══ Dataset content ══

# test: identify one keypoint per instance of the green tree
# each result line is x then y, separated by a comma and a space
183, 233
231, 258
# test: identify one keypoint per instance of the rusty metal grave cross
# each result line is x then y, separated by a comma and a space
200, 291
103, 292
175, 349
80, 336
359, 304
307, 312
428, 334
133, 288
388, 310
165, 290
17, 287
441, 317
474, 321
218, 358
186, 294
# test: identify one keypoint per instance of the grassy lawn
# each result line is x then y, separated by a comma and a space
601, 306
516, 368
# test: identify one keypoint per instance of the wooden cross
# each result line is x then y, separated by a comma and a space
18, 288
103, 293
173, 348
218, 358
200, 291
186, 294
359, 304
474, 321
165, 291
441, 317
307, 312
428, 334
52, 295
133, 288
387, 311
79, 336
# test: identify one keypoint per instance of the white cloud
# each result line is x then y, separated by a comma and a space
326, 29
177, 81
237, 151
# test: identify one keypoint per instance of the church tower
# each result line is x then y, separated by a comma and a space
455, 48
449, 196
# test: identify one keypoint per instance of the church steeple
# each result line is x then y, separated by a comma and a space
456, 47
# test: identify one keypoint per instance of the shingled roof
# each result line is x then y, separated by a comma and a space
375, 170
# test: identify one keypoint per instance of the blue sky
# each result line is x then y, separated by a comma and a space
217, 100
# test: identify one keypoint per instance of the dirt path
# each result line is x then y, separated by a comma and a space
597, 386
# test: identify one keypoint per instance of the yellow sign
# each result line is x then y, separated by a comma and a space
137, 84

═══
══ Dataset content ══

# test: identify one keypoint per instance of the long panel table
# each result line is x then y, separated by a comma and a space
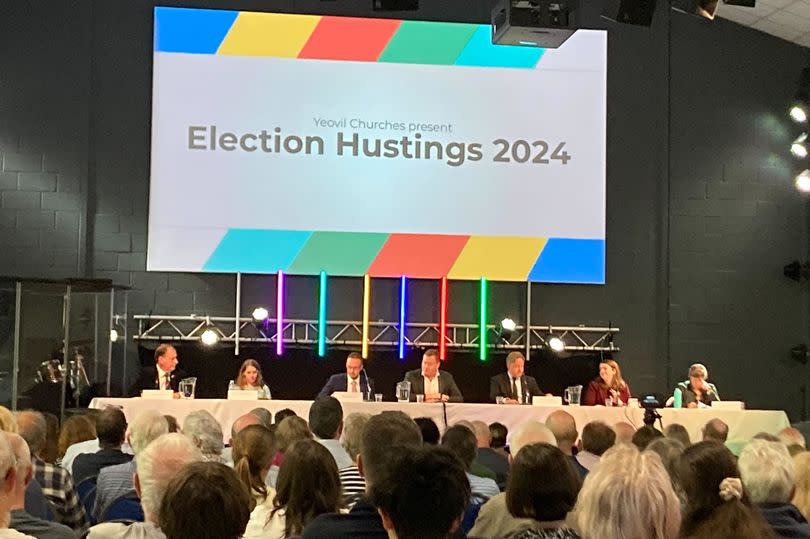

═══

*Task*. Pull out each line of the items above that contains the string "church", matching case exactly.

*Solution below*.
# test: identify one keypoint per instance of the church tower
# test: identify one keypoint per instance of the church steeple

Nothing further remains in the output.